**WHAT IS ASKED**.
In the copy, keep every record exact and leave out all images.

Collected data entries

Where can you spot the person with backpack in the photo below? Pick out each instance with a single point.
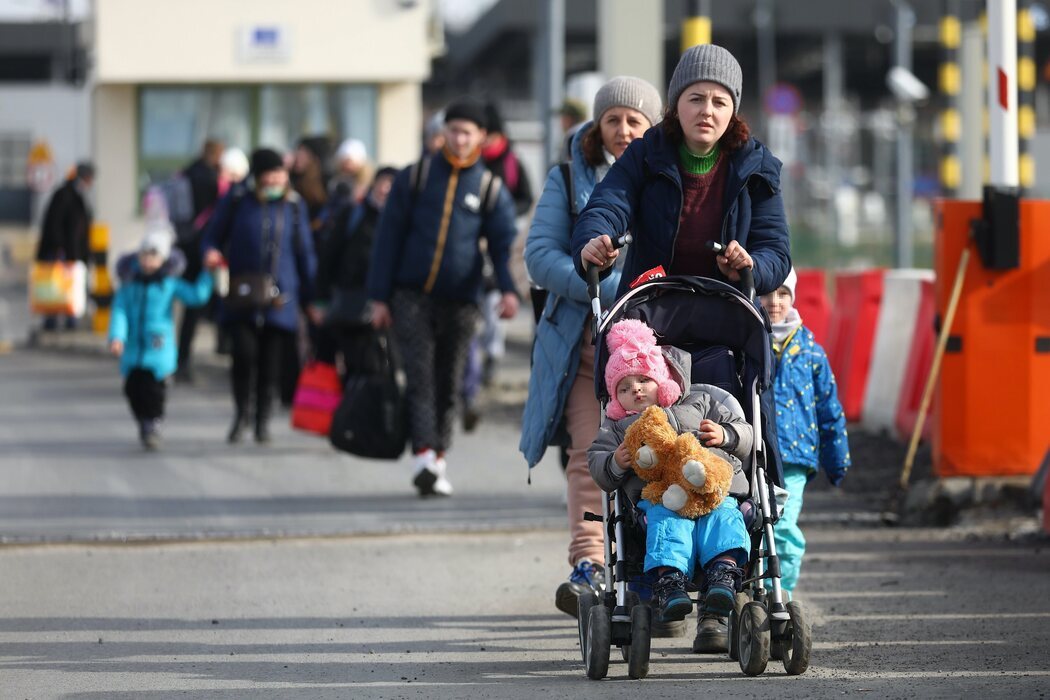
(562, 384)
(202, 183)
(426, 275)
(260, 230)
(342, 271)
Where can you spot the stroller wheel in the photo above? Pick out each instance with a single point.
(599, 640)
(586, 602)
(739, 600)
(754, 647)
(795, 650)
(637, 653)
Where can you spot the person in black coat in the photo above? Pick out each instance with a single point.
(203, 174)
(342, 273)
(67, 221)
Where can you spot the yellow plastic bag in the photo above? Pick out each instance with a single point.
(58, 289)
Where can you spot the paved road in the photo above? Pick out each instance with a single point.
(295, 572)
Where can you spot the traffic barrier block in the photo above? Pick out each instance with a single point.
(919, 364)
(901, 295)
(995, 372)
(813, 303)
(858, 296)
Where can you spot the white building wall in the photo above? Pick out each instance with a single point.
(344, 41)
(56, 114)
(113, 114)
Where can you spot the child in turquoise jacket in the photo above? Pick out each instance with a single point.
(142, 331)
(811, 424)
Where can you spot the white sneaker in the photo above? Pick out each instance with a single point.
(442, 485)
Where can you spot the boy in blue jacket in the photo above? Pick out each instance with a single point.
(811, 424)
(142, 331)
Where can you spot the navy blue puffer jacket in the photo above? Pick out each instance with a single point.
(643, 194)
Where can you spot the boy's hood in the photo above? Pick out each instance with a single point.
(680, 363)
(127, 266)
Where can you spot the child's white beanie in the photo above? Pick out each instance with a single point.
(158, 238)
(790, 282)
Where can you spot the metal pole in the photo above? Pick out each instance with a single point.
(767, 52)
(553, 76)
(834, 90)
(949, 81)
(1003, 91)
(902, 50)
(1026, 96)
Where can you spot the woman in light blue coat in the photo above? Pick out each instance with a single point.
(562, 384)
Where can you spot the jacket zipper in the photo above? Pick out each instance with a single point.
(142, 324)
(446, 215)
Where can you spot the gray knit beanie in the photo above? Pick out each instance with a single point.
(707, 62)
(627, 91)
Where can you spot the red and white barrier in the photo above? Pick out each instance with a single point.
(891, 357)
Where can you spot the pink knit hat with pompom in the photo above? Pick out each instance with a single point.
(633, 351)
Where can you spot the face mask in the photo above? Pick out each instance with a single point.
(273, 193)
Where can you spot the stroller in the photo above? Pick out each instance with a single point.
(728, 339)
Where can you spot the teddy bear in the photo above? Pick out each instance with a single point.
(680, 473)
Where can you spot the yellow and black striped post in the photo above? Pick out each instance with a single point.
(696, 25)
(985, 119)
(949, 83)
(100, 285)
(1026, 97)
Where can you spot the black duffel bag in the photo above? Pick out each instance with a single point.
(372, 418)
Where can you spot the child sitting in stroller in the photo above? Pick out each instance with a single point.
(639, 374)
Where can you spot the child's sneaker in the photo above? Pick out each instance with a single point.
(712, 635)
(149, 433)
(587, 577)
(441, 485)
(722, 579)
(670, 599)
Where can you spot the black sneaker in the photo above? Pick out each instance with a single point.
(670, 600)
(149, 433)
(721, 581)
(712, 635)
(587, 578)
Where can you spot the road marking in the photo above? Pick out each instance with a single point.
(869, 594)
(840, 645)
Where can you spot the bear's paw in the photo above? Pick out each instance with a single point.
(646, 458)
(695, 473)
(674, 497)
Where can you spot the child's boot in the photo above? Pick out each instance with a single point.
(670, 598)
(721, 581)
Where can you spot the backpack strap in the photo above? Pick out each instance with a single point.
(489, 191)
(418, 174)
(570, 188)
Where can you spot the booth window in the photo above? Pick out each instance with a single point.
(173, 122)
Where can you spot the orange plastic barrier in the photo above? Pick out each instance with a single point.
(813, 304)
(852, 335)
(920, 361)
(995, 374)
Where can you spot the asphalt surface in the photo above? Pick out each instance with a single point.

**TASK RESPONSE**.
Where can you spot the person with backpack in the photo below? Pick out each instance with a single point.
(562, 384)
(202, 183)
(426, 275)
(260, 230)
(342, 271)
Where can you spot the stroller wheel in the photo above? Pick out each instance with a single point.
(599, 640)
(586, 602)
(739, 600)
(754, 647)
(795, 650)
(637, 653)
Where can you spot the person in black coat in the photo above? Pick out each instance with a single point.
(203, 174)
(342, 273)
(67, 221)
Where can you spot the yellow plastic bag in the photo above? Pick out each instance with a single point.
(58, 289)
Where can you spot the paved road in the photo above? Pick out each instance with a single point.
(295, 572)
Where can you spot the traffic barrier block in the photo above? Pick out each instance with a single point.
(919, 364)
(901, 295)
(995, 372)
(813, 303)
(858, 296)
Where can you spot the white building wall in the photo above? Pick out each instance with a single point.
(344, 41)
(56, 114)
(113, 114)
Where can you spot the child in turquoise jacket in the photo above? Pick out each instance with a single point.
(142, 331)
(811, 424)
Where can you spot the white sneaker in the photo above? Pick out each instance with a single point.
(442, 485)
Where can you spot the boy in blue jacket in the photo above? Pick out each instance with a single point.
(811, 424)
(142, 331)
Where can you spot the navy blue puffer jacket in the photo above? Pick out each instance with a single point.
(643, 194)
Where can you spot the boy's hood in the photo above? Pick out each instance with a single point.
(680, 363)
(127, 266)
Where can you spot the child's white beanie in the photo above? Pick out each instance with a single point.
(158, 238)
(790, 282)
Where can you spot the metal pole in the photo above? Pick out each instance with a single point.
(767, 52)
(553, 76)
(834, 90)
(949, 81)
(1003, 91)
(902, 50)
(1026, 96)
Where can you spot the woman in light blue coat in the photo above? Pick out each instance with a single point.
(562, 384)
Where can you spot the jacket zipper in the photo above? Pick out each instance with a single point.
(142, 324)
(446, 215)
Where can you spot the gray knit beanie in the photo above? Pick out each instance with a single point.
(707, 62)
(627, 91)
Where can you spot the red and white barrier in the photo above? Pick out each instance with a single point.
(891, 357)
Where can you spot the pink knit hat with pompom in the photo above? Pick out each instance with a single point.
(633, 351)
Where can you spot the face mask in the photo above? Pick out each instance with a single point.
(273, 193)
Where can you spot the stroller in the photo above? Pick out each instance with a single point.
(728, 339)
Where can you spot the teddy bear in the photo above? Pick out each instance with a single point.
(680, 473)
Where can you spot the yellow and black striped post in the photo above? Pick out each instance with a single point.
(696, 25)
(985, 119)
(949, 83)
(100, 285)
(1026, 97)
Where can you spot the black duffel bag in the photo above? Pick out each instance with a single point.
(372, 418)
Where can you spot the child sitting in stroller in the photo above? Pick out each instance with a single point.
(639, 374)
Where can you spot the child's sneaker in the photo above? Pick out each instance with a single point.
(712, 635)
(149, 433)
(587, 577)
(441, 485)
(722, 579)
(670, 599)
Where can you spot the black sneaker in the photo above? Pick out each instance with a single point.
(670, 600)
(149, 433)
(721, 581)
(712, 635)
(587, 578)
Where can you spot the road marking in the photo above? Pick out each instance with a single point.
(869, 594)
(840, 645)
Where can you spot the bear's paw in the photo above? Pick out each instance with a single point.
(646, 458)
(695, 473)
(674, 497)
Where can you spot the child's boot in the photo above? Pick out each instance with a single point.
(670, 598)
(721, 581)
Where can you spot the backpack strap in the photo above? Pick out each instance with a single point.
(489, 191)
(418, 174)
(570, 188)
Where can you spot the booth window in the photo above? Pick out each instance with a single point.
(173, 122)
Where can you spot the orange plastic barrier in the photo above? Pick out each instance with a single point.
(813, 304)
(852, 335)
(920, 361)
(995, 374)
Where can you spot the asphalt surface in the photo above? Pick out each instance with a single point.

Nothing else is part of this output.